> Task requirements
Rewrite the listing from the line with "# test: point to the reflective" through the end of the listing, swapping "stripe" for "band" and leaving everything else unchanged.

— START —

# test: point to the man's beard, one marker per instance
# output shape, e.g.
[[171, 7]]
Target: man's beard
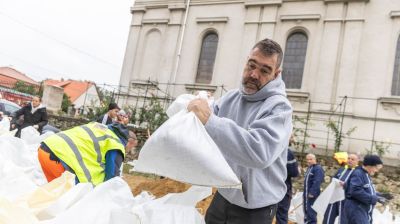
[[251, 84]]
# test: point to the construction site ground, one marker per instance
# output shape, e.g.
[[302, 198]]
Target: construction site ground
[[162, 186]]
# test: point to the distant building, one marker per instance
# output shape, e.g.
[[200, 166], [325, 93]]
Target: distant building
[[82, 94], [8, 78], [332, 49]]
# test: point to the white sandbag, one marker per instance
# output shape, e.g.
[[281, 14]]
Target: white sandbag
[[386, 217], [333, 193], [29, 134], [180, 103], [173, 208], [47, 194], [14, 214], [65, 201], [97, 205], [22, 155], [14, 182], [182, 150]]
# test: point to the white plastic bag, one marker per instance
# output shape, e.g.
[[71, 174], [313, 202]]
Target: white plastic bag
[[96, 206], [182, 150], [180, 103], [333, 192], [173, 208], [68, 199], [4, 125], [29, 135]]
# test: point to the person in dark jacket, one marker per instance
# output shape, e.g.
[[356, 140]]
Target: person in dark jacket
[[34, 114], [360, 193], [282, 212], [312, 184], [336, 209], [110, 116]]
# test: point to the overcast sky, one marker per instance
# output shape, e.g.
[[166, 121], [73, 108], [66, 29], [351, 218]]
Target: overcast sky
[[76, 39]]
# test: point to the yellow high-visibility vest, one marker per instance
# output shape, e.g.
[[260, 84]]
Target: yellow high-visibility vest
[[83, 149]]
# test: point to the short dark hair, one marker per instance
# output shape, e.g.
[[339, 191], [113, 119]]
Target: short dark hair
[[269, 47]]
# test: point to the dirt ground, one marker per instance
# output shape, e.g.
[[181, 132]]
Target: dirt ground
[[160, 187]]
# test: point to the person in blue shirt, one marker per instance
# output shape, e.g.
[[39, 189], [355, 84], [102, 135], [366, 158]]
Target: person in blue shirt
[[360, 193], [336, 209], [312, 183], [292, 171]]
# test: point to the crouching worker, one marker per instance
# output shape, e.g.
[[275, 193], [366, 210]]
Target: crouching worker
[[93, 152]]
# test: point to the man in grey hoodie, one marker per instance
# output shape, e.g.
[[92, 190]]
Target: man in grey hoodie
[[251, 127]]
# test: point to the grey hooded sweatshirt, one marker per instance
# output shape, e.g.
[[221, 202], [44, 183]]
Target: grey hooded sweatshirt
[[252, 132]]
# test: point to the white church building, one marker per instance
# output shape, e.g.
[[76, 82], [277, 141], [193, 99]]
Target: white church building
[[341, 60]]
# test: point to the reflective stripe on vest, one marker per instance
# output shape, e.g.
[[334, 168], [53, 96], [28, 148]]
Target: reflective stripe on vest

— END —

> Answer to this task
# test: point to the reflective band on vest, one marker per instance
# output shape, e.g.
[[334, 168], [53, 96], [28, 148]]
Target: reflective band on vest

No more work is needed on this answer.